■ **Instrução**:
Continue o texto sobre a nova composição da Câmara de Vereadores do Rio a partir do seu último parágrafo.

■ **Texto fornecido**:
════════════════════

Renovou, mas nem tanto. A partir de janeiro, a Câmara terá 18 novos rostos entre os 51 eleitos, mas continuará com pouquíssimos negros e mulheres, mantendo um abismo de distância em relação à população do Rio. Nas cadeiras do Plenário Teotônio Vilela, serão sete vozes femininas (14% dos vereadores) e 44 masculinas (86%). Na cidade, no entanto, 55% do eleitorado são mulheres. O percentual de negros (grupo formado por pretos e pardos), segundo o Censo de 2010, é de 48%. Mas, nas urnas, 70% dos escolhidos para legislar se declararam brancos. Talvez a mudança mais relevante tenha sido a idade média da Casa, que rejuvenesceu quatro anos, caindo de 52 para 48, faixa etária de 8% dos votantes na capital — 40,94% das pessoas que vão às urnas têm menos de 40.
A Câmara começará o ano olhando para problemas nascidos no passado, como a crise econômica do estado e o legado dos Jogos Olímpicos. Para analistas políticos e vereadores já eleitos, a perda de oito cadeiras do principal partido da Casa, o PMDB, não reduz a capacidade da legenda de fazer alianças pragmáticas, que poderão levar à permanência de Jorge Felippe (PMDB) na presidência por mais quatro anos. Ao GLOBO, ele confirmou que pretende concorrer ao quinto mandato consecutivo.
Renovação questionada
A alta escolaridade também é uma das marcas da nova Câmara, que pouco mudou em relação à antiga legislatura: 36 dos 51 vereadores eleitos têm ensino superior completo (70%). Em 2013, o percentual chegou a 72,5% da Casa. Uma realidade diferente da verificada entre os votantes: só 9,83% possuem nível universitário e 63% dizem não ter completado sequer o ensino médio.

════════════════════

■ **Linhas de dados**:
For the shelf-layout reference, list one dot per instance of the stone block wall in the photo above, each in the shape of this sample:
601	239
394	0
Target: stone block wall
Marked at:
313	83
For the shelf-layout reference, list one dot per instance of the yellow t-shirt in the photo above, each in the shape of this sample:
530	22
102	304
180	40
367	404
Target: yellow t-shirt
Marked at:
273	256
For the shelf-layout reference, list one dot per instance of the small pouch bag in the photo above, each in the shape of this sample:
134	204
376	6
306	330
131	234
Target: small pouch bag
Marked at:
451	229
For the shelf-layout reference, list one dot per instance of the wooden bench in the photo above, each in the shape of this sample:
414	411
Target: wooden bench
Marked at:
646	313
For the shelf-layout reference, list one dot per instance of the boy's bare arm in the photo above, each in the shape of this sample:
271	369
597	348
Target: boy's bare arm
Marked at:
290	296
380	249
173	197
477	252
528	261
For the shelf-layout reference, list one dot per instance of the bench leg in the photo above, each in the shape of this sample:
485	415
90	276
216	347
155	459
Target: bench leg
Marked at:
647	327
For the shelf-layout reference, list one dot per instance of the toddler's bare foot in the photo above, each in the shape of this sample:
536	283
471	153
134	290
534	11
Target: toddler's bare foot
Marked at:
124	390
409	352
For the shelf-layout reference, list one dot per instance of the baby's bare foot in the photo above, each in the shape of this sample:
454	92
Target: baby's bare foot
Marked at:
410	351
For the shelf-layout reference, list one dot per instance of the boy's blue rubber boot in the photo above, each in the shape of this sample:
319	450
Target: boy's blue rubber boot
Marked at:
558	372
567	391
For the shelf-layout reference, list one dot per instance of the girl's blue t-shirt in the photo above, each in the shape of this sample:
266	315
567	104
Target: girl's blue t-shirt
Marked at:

════════════════════

■ **Resposta abaixo**:
Com características distantes das verificadas na população, serão desafios para os novos vereadores tornar a Câmara mais rigorosa com o Executivo e reconectá-la ao cidadão, que, segundo analistas políticos, pouco conhece o trabalho dos legisladores. Para a professora do Centro de Ciências Jurídicas e Políticas da Universidade Federal do Rio de Janeiro (Unirio), Márcia Dias Ribeiro, o que se vê hoje é uma inversão da regra: é o Executivo, com base forte, que anda controlando o plenário.
— O Legislativo acaba atuando a reboque do Executivo quando o governo tem maioria. O que não é exatamente a melhor atuação republicana. O ideal é o Legislativo contrariar o Executivo — pondera Márcia.
De acordo com ela, a redução no número de cadeiras do PMDB — e o ligeiro crescimento da bancada do PSOL, que passou de quatro para seis vereadores — é consequência do resultado do primeiro turno da disputa para a prefeitura. A professora questiona a renovação da Casa:
—Isso representará diferença na atuação futura? Tudo depende da capacidade do prefeito eleito de formar uma base aliada. Ambos os candidatos vão ter essa dificuldade. Mas como Marcelo Crivella (do PRB) vem de um partido de direita, terá mais facilidade para dialogar com a maioria.
Apesar de pertencerem a campos ideológicos opostos, os dois vereadores mais votados do Rio, Carlos Bolsonaro (PSC) e Tarcísio Motta (PSOL), têm algo em comum: a crítica ao PMDB.
— A gente começa com o pé esquerdo na Câmara, já que a tendência é eleger um presidente que está no cargo há oito anos. Se existia uma possibilidade de renovação, de dar novos ares, isso não vai acontecer. Existe um movimento político para que o presidente seja reeleito. Por outro lado, acho bacana a chegada de gente nova, como o Leandro Lyra, do Novo. Infelizmente, o legislador perdeu sua autonomia. O prefeito tem total ingerência aqui dentro, e acho que isso vai continuar — reclama Carlos Bolsonaro.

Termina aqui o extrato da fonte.